* _Goal_: Recast the records below as a Markdown table with two columns headed No. and Text, giving each non-blank line its own numbered row and leaving the pictures out.

* _Records for the task_:
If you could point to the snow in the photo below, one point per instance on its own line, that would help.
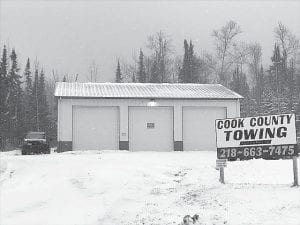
(120, 187)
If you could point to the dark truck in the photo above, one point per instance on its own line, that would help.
(35, 142)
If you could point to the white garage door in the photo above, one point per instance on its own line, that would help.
(199, 127)
(150, 129)
(95, 128)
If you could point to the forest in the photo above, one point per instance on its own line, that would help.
(27, 101)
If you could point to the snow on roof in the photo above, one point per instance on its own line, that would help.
(144, 90)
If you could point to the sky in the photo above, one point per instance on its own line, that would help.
(68, 36)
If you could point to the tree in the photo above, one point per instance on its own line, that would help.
(256, 70)
(141, 69)
(239, 82)
(28, 98)
(93, 73)
(43, 109)
(118, 73)
(224, 40)
(287, 40)
(36, 123)
(3, 98)
(155, 75)
(16, 120)
(183, 74)
(191, 66)
(161, 47)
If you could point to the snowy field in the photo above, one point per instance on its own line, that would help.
(119, 187)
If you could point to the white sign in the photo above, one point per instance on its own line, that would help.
(221, 163)
(260, 130)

* _Task response_:
| No. | Text |
|---|---|
| 1 | If you could point to the snow in the photo below, one point per instance on its own line, that would help. |
| 2 | (120, 187) |
| 3 | If you could point to the dark truck in the photo above, one point per instance on its own line, that would help. |
| 4 | (35, 142) |
| 5 | If you could point to the white garage door in the photo above, one point per instance on its own line, that would help. |
| 6 | (199, 127) |
| 7 | (150, 129) |
| 8 | (95, 128) |
| 9 | If you could point to the forest in the photo above, one point per instance on its own line, that would help. |
| 10 | (27, 101) |
| 11 | If you could point to the snow on roof in the photo above, one point per instance on its own line, that would help. |
| 12 | (144, 90) |
| 13 | If you could point to the sky in the photo above, one point per instance on its own line, that would help. |
| 14 | (68, 36) |
| 15 | If you could point to the tree in the photo above, one point per instance on its own line, that would help. |
| 16 | (256, 70) |
| 17 | (141, 69) |
| 18 | (239, 82) |
| 19 | (28, 98) |
| 20 | (93, 73) |
| 21 | (43, 109) |
| 22 | (118, 73) |
| 23 | (224, 40) |
| 24 | (287, 40) |
| 25 | (36, 123) |
| 26 | (3, 98) |
| 27 | (155, 75) |
| 28 | (16, 120) |
| 29 | (183, 74) |
| 30 | (191, 66) |
| 31 | (161, 47) |
| 32 | If you could point to the snowy field in the photo above, one point per instance on its own line, that would help. |
| 33 | (119, 187) |
| 34 | If you could point to the white sign in the photo above, one point per instance on its own line, that would help. |
| 35 | (221, 163) |
| 36 | (260, 130) |